31/05/2015

Doomwatch Invasion



Well there’s a right to-do down village when two lads go missing in caves and don’t turn up for more than 36 hours. Question is did they exit their subterranean adventure via Headley Grange, a big old house full of secrets? Well what do you think? The cool thing about this episode is the way it plays with television sci-fi imagery but in a more down to earth manner. Tweak some details here and there and it could be one of those kids serials ITV used to make or even a standard Seventies Doctor Who. Well John Paul only needs the cloak..


So in a way everything is as we might expect. The two missing villagers were helping Ridge and Hardcastle take samples of the local water which had shown high nitrate content. You may well ask if such a discovery had been made already why the need for more samples but we’ll let that one go. Once it becomes clear they are missing and standard searches have come up with nowt, as the very loud local copper might yell, suspicion falls on the big pile near by. This is a house surrounded by imposing Keep Out signs and soldiers carrying traditional shotguns so naturally Ridge breaks in and is nearly shot. The place is run by another Reginald Perrin alumnus Geoffrey Palmer sporting a distinctly odd looking moustache. Perhaps that’s the top secret operation that used to go on here; strange facial hair for the troops?
The village meanwhile is awash with rumours of silver figures lurking in the grounds of the Grange which we can guess fairly accurately are not going to be Cybermen. However the lads’ relatives seem unconcerned. “Ooh, sometimes they go missing for years” one of them almost says. It’s the sort of country idyll where the folk are happy to sup beer and leave things to chance.
Martin Worth’s story doesn’t really hold too many surprises; when the missing couple show up you know full well they’ll be carrying some horrendous infection because by now we’ve learned the place used to be a centre for germ warfare experiments. This revelation brings Quist along and before you know it he’s calling meetings and evacuating the place.

Information supplied

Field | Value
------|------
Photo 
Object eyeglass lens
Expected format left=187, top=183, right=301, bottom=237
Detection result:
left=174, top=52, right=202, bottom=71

Questions to answer
1 > Answer these questions from the Doomwatch review.
(a) What were the two missing villagers helping Ridge and Hardcastle do?
(b) What does the village hear rumours of in the grounds of the Grange?
(c) What does Quist do once he arrives?
2 > Reproduce the passage of the Doomwatch review between "The village meanwhile" and "things to chance.", inclusive.

Task-by-task answers
1 >
(a) They were helping take samples of the local water, which had shown high nitrate content.
(b) Silver figures lurking in the grounds.
(c) He calls meetings and evacuates the place.

2 >
The village meanwhile is awash with rumours of silver figures lurking in the grounds of the Grange which we can guess fairly accurately are not going to be Cybermen. However the lads’ relatives seem unconcerned. “Ooh, sometimes they go missing for years” one of them almost says. It’s the sort of country idyll where the folk are happy to sup beer and leave things to chance.